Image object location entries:
:::

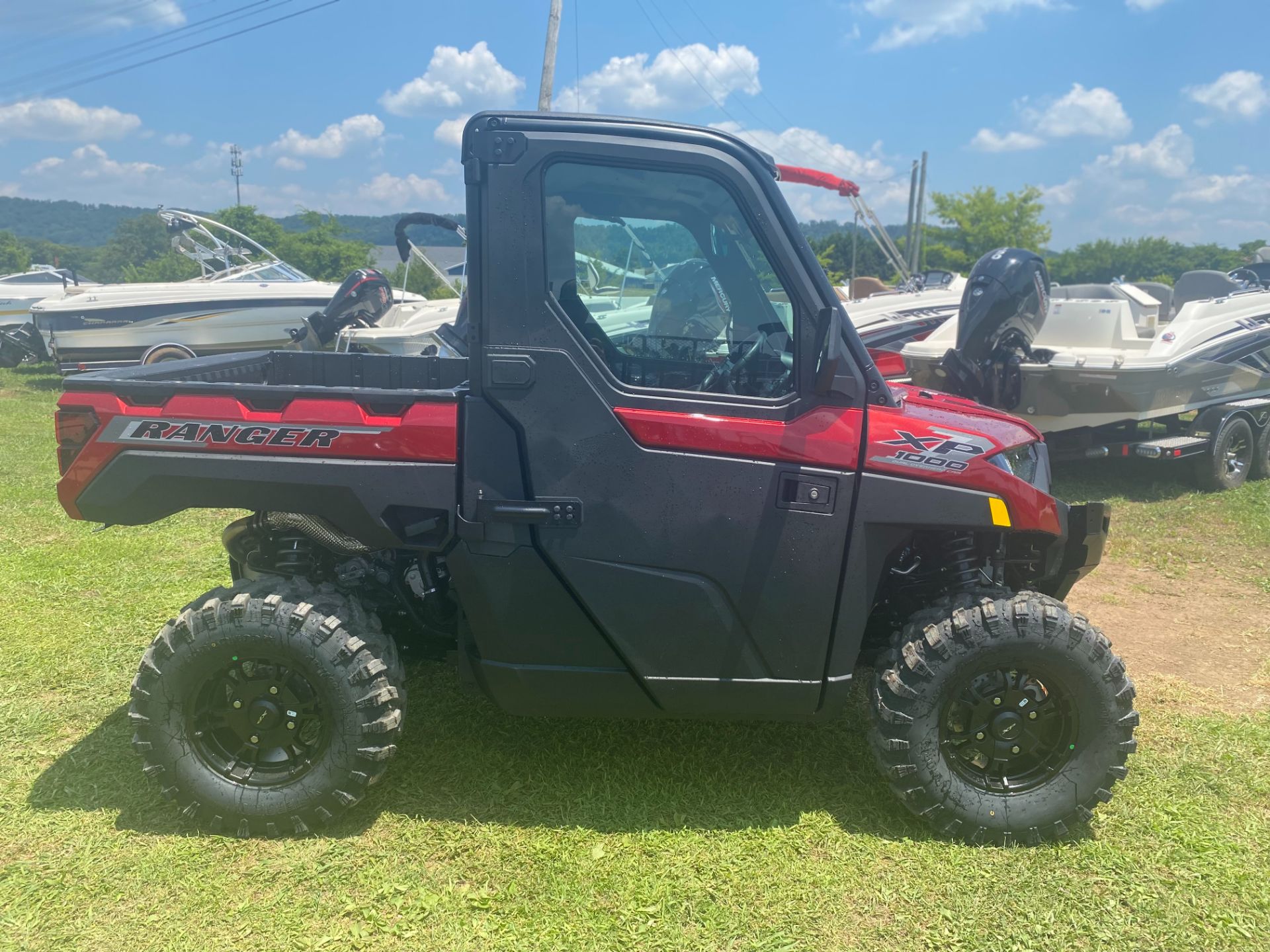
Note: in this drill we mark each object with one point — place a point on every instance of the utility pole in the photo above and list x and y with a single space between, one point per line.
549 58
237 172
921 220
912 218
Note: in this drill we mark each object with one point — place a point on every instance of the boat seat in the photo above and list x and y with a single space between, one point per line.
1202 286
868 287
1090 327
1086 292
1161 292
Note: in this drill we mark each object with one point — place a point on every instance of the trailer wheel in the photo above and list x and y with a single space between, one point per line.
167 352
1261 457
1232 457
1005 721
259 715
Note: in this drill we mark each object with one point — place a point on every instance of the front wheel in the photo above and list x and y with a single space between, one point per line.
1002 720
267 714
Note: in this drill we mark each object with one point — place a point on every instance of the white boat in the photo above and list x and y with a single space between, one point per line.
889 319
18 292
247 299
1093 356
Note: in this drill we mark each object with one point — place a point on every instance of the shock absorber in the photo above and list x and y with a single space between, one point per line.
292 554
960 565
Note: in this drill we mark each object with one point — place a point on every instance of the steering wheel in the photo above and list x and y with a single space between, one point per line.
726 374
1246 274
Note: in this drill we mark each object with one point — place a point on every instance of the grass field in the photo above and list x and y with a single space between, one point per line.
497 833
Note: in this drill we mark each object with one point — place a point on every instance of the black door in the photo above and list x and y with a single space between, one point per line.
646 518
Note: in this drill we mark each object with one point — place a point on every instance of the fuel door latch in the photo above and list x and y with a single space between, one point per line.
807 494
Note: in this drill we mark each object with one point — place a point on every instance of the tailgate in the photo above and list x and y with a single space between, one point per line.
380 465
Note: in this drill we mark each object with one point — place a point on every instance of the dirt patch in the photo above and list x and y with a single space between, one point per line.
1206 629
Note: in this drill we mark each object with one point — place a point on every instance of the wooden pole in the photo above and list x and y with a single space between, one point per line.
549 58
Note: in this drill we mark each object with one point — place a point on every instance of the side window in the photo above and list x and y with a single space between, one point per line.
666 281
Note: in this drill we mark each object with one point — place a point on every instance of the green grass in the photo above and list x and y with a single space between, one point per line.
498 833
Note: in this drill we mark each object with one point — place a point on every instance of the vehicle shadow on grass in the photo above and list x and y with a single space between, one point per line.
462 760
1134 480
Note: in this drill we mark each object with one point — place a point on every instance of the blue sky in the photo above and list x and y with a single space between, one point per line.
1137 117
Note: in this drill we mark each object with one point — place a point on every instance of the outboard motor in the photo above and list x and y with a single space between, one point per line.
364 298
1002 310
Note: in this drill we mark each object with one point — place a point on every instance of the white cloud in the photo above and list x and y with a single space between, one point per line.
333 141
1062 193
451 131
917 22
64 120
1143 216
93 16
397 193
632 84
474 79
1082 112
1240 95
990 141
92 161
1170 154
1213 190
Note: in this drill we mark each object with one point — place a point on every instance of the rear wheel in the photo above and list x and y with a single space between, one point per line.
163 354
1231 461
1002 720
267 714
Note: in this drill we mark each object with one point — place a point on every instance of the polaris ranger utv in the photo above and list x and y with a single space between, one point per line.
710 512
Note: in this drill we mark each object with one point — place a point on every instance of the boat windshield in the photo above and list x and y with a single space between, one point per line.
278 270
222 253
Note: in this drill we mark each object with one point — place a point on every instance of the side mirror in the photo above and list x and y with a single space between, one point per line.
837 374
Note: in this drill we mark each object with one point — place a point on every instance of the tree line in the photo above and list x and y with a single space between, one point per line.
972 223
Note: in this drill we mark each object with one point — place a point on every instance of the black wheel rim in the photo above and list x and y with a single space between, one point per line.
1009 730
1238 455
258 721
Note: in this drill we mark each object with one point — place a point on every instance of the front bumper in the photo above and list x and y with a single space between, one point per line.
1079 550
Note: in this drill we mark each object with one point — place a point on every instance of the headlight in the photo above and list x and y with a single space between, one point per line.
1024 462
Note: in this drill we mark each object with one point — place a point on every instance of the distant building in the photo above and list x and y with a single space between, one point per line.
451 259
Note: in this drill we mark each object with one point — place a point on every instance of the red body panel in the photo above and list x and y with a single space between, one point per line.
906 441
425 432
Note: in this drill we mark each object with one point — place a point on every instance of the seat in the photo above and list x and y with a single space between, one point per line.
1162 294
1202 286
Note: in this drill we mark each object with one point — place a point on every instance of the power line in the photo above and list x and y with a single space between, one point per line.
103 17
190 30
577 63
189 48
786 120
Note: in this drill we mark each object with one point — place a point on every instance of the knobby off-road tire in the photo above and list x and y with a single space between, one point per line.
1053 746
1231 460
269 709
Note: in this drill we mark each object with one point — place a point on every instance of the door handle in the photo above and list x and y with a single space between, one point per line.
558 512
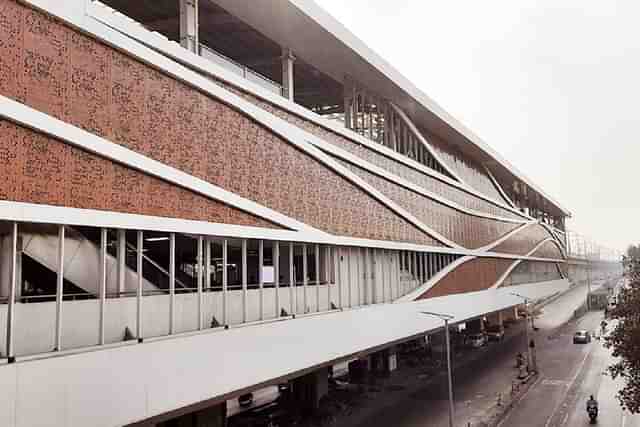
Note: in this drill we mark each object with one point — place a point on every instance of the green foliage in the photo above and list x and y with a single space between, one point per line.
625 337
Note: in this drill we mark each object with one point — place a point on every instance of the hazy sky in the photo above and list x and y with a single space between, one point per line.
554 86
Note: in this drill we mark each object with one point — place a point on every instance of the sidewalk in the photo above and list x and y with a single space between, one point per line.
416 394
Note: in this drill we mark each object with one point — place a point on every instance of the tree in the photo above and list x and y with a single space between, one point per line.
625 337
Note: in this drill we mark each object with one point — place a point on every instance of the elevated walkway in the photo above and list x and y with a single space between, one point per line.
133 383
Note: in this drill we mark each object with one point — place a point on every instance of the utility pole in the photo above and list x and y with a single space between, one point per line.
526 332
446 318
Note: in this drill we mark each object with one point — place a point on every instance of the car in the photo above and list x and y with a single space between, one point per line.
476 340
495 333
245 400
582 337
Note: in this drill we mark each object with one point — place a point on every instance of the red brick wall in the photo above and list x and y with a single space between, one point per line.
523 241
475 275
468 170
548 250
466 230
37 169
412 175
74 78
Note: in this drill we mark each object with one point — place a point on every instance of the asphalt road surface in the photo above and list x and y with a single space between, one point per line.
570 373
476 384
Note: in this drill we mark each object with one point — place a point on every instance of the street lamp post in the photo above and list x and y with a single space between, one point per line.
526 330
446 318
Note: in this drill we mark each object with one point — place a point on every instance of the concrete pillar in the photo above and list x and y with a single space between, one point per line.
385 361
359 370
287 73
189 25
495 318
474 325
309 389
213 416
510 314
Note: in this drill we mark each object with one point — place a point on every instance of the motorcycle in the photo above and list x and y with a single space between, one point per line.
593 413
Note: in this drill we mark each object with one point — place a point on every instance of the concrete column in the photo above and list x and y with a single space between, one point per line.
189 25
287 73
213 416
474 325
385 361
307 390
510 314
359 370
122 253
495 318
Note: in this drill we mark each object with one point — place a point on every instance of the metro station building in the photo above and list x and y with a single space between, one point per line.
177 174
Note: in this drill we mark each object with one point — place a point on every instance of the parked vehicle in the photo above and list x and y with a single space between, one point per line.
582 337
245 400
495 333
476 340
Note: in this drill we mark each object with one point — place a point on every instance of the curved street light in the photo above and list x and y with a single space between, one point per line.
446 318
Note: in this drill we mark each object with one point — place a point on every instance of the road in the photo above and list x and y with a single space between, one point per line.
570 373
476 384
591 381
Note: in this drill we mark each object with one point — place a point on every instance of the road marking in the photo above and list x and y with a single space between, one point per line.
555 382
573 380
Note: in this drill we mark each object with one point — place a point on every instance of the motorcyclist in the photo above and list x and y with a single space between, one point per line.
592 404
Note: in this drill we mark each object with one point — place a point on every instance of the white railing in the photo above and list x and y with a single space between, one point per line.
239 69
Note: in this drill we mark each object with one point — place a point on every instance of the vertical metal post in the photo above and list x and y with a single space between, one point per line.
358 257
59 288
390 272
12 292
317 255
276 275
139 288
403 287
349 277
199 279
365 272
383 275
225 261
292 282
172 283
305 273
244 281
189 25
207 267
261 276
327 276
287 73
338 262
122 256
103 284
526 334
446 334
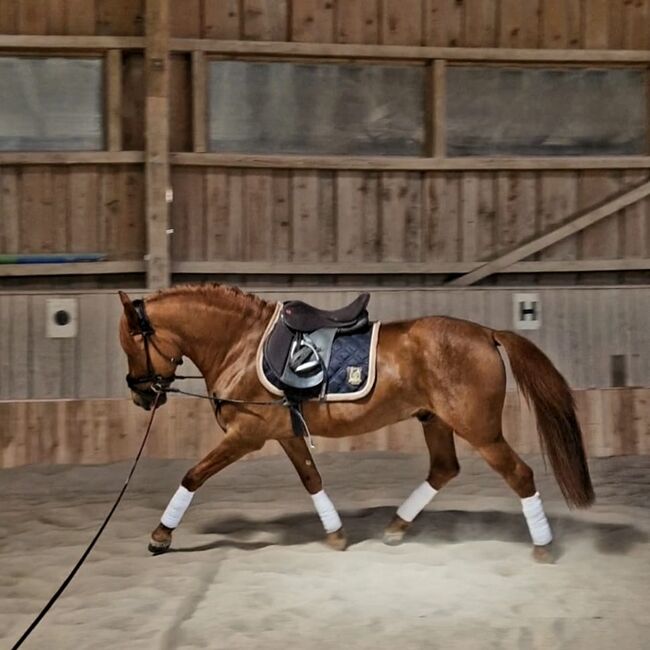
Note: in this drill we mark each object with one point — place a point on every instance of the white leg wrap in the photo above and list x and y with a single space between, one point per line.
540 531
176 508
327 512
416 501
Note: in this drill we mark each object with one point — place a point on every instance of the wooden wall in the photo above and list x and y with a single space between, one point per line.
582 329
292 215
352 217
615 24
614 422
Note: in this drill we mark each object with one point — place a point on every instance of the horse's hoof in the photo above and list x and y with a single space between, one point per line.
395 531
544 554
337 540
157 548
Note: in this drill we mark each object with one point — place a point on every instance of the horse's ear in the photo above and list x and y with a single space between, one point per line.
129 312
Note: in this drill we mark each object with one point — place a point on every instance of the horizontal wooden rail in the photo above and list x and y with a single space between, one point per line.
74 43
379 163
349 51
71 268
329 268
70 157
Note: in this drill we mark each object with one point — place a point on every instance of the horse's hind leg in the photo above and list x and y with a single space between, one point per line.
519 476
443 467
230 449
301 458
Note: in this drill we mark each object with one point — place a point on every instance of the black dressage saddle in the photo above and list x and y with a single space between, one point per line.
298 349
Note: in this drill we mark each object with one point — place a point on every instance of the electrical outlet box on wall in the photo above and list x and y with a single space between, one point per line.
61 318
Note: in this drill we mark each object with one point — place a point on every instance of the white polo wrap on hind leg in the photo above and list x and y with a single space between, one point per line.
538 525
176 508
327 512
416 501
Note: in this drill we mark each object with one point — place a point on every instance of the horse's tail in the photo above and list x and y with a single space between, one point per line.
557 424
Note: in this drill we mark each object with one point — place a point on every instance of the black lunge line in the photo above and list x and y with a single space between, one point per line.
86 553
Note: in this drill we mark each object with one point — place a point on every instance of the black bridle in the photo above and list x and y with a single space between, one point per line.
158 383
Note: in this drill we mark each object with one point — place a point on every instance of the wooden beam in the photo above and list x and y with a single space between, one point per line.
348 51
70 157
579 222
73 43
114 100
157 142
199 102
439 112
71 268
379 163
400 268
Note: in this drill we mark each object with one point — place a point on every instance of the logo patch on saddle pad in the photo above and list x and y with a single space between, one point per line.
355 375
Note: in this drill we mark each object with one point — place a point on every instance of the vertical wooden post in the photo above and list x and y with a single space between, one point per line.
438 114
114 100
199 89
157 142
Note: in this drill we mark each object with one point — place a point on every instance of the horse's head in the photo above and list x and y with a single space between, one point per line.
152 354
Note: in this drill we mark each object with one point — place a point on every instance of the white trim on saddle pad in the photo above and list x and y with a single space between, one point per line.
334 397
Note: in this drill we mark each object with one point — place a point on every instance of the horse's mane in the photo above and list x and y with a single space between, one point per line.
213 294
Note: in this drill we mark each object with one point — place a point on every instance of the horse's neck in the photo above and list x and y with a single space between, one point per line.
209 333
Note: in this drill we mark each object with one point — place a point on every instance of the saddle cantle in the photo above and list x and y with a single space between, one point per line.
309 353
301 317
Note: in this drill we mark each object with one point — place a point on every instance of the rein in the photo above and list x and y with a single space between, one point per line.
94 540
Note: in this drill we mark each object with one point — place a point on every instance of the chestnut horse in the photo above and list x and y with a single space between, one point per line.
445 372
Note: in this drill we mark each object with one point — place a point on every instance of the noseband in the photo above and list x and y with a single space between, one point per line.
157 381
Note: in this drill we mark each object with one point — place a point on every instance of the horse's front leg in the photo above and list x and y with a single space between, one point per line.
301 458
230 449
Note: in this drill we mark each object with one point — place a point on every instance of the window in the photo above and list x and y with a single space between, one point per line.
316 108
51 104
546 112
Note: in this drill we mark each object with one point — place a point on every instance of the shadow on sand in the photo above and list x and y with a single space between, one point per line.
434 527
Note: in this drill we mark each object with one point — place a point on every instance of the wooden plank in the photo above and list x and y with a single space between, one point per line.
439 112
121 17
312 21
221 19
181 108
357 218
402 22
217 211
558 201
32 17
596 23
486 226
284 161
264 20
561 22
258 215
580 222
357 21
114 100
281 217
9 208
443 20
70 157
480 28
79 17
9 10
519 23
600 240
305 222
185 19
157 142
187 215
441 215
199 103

:::

TASK BRIEF:
Extract the closing run of lines, starting with the one containing "of the noseband" and ending at the last, exactly as written.

COMPLETED EXERCISE:
Note: in this drill we mark each object with one point — place a point on every instance of the noseband in the photo above and list x and y with a single space between, one point per line.
157 381
Note: in this drill we mark each object with one point — place a point on every instance of the horse's front leg in the photo above and list x and y with a single space between, one point per line.
301 458
230 449
Note: in this drill we mark each object with one point — place a point on every instance of the window in the photo above and list x and y with a single space between, one point per line.
316 108
51 104
546 112
Note: in this drill we mark each object with one point — place a point on every instance of the shadow on sand in the photo above and list x and y with a single space between, one point per line.
434 527
Note: in this drill we mark each object with one point — place a point on every instance of the wooden plank in the photo above and list x and y with a single space between, one point per line.
439 112
121 17
312 21
221 19
181 108
357 218
402 22
217 211
558 201
32 17
596 23
486 226
284 161
264 20
561 22
258 215
580 222
357 21
114 100
281 217
9 208
443 20
70 157
480 28
79 17
9 10
519 23
600 240
305 222
185 19
157 142
187 215
441 215
199 103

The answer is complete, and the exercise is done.